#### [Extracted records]
○ ○ ○ ○

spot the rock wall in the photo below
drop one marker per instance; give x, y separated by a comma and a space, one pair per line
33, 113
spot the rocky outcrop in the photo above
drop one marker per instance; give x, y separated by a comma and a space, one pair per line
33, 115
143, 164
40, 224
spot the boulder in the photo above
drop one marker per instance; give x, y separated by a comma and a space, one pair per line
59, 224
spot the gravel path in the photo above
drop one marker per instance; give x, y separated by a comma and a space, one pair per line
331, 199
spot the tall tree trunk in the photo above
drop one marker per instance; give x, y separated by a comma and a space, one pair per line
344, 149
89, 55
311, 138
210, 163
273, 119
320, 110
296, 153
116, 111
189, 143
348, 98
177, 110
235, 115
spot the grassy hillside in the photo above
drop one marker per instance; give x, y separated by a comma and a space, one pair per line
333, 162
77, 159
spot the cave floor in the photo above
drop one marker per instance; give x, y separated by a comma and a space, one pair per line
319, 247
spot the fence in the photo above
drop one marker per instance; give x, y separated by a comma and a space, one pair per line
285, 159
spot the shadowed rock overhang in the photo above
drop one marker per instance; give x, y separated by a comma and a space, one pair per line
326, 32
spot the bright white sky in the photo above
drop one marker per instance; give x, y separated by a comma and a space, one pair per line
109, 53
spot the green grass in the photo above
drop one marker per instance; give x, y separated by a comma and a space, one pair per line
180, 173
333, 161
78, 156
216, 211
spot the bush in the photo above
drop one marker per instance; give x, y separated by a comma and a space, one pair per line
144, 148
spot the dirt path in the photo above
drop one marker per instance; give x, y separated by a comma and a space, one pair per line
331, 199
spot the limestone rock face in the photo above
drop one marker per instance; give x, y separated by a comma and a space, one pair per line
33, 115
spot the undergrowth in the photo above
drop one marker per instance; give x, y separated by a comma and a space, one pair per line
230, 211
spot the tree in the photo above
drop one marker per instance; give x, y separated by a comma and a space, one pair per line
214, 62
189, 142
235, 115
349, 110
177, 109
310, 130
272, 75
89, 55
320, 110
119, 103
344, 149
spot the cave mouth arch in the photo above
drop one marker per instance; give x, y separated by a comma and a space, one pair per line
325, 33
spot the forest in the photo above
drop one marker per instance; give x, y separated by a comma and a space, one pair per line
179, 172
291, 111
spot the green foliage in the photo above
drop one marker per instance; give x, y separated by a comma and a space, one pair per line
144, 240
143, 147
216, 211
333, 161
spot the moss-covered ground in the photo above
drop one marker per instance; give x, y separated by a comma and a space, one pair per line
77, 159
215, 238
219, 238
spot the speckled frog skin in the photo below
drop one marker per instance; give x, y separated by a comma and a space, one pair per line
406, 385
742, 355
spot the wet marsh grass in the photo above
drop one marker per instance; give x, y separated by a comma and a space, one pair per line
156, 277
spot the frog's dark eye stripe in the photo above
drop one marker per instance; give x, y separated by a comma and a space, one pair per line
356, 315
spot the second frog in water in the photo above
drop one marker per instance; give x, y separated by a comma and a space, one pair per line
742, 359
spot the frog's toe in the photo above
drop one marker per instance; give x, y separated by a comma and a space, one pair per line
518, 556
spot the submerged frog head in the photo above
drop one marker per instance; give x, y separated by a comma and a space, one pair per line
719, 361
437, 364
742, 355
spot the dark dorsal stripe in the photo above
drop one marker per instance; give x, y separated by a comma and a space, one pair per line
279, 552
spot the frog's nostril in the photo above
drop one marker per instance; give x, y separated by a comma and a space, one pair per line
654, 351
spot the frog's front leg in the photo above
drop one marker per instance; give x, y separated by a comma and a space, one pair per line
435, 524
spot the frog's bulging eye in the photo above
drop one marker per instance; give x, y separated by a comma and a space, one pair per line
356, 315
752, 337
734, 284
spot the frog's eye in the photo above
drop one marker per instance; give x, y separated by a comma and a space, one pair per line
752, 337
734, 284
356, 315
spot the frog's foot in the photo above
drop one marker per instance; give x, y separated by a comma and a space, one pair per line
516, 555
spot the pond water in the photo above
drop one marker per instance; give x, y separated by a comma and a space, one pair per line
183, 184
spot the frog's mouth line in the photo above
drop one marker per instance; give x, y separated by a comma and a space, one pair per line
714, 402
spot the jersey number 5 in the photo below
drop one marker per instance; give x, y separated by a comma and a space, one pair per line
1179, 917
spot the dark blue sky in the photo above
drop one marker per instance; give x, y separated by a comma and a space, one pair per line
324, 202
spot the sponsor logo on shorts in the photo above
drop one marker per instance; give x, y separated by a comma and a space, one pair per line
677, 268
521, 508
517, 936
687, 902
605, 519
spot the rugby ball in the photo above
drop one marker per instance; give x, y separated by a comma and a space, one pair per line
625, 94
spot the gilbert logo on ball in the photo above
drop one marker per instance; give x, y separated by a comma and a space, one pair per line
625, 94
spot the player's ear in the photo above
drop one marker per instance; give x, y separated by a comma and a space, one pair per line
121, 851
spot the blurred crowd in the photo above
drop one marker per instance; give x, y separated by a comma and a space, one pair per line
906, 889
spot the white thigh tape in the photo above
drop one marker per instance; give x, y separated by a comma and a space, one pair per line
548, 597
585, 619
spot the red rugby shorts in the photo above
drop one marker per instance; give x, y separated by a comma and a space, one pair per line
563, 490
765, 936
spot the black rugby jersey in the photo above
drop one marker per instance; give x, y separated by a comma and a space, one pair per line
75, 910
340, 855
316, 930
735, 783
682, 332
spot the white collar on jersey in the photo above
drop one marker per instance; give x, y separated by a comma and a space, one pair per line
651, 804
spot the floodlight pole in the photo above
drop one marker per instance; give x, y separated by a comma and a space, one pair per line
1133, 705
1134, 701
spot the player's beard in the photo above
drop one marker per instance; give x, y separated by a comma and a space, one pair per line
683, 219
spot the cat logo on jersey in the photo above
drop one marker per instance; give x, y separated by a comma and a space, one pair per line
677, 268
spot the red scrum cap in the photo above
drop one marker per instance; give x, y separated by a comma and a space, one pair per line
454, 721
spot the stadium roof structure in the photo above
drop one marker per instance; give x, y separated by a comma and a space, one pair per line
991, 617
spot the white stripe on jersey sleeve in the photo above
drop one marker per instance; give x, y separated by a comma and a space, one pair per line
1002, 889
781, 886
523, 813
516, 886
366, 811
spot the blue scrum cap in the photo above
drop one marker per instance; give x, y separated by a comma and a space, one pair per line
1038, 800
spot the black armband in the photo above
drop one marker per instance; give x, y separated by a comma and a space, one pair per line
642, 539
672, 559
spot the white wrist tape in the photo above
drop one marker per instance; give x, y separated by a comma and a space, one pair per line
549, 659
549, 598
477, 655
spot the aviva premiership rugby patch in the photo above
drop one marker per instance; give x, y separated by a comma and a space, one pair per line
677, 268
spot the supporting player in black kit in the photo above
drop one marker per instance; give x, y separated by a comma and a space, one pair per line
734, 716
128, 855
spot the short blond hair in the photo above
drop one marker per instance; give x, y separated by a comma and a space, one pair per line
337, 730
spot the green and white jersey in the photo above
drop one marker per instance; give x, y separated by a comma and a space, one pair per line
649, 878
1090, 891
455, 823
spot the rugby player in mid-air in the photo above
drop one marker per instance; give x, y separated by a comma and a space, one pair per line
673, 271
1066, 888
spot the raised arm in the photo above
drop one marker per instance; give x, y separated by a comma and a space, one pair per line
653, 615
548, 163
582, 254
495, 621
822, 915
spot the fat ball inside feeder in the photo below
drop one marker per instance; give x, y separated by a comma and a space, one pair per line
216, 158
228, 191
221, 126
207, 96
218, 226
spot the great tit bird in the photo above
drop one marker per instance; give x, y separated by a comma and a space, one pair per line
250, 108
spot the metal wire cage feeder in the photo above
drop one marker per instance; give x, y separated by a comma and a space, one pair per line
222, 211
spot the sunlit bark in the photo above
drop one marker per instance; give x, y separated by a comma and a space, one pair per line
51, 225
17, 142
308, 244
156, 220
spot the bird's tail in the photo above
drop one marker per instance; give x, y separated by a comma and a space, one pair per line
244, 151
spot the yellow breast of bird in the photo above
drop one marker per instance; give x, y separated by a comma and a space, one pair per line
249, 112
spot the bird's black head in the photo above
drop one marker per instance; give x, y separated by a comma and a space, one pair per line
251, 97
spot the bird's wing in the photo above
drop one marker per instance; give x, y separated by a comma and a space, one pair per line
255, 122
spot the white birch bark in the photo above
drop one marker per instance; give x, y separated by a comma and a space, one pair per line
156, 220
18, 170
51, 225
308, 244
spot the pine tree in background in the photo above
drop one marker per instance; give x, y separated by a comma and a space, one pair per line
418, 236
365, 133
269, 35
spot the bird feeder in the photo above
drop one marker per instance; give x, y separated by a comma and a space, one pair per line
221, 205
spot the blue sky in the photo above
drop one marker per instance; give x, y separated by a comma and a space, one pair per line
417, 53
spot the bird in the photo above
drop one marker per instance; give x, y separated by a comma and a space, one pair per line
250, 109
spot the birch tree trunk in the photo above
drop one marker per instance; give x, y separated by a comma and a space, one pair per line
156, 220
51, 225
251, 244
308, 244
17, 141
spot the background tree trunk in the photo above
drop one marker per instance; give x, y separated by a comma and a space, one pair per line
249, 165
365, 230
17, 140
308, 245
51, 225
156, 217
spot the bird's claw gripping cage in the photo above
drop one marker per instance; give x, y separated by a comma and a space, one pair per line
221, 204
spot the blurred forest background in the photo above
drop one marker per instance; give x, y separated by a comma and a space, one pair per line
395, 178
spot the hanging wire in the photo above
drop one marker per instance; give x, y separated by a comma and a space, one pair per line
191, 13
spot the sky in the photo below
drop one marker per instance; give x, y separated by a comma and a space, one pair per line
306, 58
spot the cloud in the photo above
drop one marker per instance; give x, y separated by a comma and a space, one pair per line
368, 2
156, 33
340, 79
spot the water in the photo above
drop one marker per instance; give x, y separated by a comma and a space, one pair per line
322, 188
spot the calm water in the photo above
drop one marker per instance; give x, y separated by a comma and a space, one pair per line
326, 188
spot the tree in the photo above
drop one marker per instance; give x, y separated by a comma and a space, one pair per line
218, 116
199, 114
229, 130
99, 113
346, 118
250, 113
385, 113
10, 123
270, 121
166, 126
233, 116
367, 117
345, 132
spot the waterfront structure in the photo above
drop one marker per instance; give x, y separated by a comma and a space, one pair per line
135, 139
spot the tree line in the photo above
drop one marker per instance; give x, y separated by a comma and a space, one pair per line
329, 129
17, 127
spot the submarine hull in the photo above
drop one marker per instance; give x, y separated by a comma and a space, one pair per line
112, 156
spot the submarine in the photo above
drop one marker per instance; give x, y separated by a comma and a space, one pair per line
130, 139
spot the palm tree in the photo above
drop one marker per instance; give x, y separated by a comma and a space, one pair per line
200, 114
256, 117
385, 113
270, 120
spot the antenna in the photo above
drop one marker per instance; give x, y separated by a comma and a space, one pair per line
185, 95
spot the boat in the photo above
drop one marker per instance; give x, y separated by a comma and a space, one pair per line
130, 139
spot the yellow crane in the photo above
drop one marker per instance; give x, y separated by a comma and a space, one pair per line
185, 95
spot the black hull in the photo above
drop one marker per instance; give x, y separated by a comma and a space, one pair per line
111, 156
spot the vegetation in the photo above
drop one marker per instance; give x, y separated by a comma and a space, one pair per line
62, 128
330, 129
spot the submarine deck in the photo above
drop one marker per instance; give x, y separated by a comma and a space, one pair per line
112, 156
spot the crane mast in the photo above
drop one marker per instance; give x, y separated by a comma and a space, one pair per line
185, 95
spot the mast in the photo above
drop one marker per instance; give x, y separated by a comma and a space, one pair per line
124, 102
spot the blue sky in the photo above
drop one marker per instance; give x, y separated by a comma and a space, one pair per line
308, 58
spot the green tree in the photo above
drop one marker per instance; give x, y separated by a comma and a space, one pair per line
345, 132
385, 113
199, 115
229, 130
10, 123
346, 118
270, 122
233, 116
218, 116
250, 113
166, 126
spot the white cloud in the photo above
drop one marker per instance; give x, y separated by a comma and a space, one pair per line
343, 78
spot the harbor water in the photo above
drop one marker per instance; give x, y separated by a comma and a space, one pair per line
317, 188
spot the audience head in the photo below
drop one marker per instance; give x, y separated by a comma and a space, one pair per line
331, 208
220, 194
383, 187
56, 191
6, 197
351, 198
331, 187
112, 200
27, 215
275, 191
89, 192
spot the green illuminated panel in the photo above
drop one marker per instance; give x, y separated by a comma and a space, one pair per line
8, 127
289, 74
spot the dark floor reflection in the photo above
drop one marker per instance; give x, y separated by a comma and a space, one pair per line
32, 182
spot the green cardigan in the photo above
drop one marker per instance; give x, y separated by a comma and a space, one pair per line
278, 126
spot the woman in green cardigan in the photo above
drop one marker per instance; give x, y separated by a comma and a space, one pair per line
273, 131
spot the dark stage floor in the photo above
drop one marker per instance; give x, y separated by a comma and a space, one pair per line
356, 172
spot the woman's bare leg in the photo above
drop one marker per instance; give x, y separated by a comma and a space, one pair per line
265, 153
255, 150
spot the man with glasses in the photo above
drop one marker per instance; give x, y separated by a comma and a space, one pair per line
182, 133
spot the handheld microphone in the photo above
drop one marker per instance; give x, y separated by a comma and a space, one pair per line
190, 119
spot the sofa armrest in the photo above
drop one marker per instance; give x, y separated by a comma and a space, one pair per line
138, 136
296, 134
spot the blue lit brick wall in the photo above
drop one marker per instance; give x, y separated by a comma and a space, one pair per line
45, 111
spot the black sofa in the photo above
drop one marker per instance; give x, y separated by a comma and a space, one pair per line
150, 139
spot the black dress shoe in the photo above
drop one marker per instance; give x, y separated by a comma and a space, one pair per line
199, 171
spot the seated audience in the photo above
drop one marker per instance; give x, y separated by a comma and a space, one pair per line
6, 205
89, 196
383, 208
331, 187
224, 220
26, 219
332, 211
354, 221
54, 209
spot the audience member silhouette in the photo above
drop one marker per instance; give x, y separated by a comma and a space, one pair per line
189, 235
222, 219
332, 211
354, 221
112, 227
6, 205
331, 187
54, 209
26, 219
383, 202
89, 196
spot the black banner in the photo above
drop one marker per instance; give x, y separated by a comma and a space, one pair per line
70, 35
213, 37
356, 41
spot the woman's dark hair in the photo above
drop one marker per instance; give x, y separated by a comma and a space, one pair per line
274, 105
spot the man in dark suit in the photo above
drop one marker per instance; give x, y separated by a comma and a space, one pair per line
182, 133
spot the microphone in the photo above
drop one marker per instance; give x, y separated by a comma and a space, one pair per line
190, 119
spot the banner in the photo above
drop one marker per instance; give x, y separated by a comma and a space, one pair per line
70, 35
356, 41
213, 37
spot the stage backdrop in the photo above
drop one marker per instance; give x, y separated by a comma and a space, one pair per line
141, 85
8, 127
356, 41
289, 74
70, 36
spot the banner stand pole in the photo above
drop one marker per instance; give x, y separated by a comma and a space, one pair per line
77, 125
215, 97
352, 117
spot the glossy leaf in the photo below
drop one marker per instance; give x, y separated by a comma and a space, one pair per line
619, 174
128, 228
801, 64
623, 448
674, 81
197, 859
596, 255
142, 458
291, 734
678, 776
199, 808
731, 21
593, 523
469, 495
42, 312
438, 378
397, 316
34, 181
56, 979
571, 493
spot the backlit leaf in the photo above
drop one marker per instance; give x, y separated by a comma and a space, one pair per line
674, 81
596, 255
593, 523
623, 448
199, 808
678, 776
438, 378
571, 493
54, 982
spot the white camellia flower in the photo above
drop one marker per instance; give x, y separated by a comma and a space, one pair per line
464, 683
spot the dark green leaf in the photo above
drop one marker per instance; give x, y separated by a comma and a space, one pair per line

○ ○ ○ ○

#### [WHAT THE TASK ASKS]
Find the line containing "spot the stage backdrop in the photo above" in the material above. Print it and every line after it through the end, exactly and only those.

#### [EXERCISE OUTPUT]
spot the stage backdrop in the photo above
drop one marker per instance; give x, y separated by a comma and a space, one pair per line
141, 85
8, 127
356, 41
289, 74
70, 36
spot the banner stand pole in the photo above
drop one marker per instance; give x, y separated by a comma and a space, one pair per line
77, 125
215, 97
352, 117
spot the glossy leaf in the photo below
drop one marker per instance; give x, y separated by a comma and a space, one pair per line
619, 174
128, 228
801, 64
623, 448
674, 81
197, 859
596, 255
142, 458
291, 734
678, 776
199, 808
731, 21
593, 523
469, 495
42, 312
438, 378
397, 316
34, 181
56, 979
571, 493
spot the backlit leaf in the photo above
drop one marker per instance; give x, y separated by a comma and a space, one pair per line
674, 81
596, 255
593, 523
623, 448
199, 808
678, 776
438, 378
571, 493
54, 982
spot the white camellia flower in the photo above
drop one marker per instance; give x, y separated by a comma and a space, one pair per line
464, 683
spot the dark green leaf in the photo above
drop one marker per instance; give x, y separated by a comma and a space, one pair per line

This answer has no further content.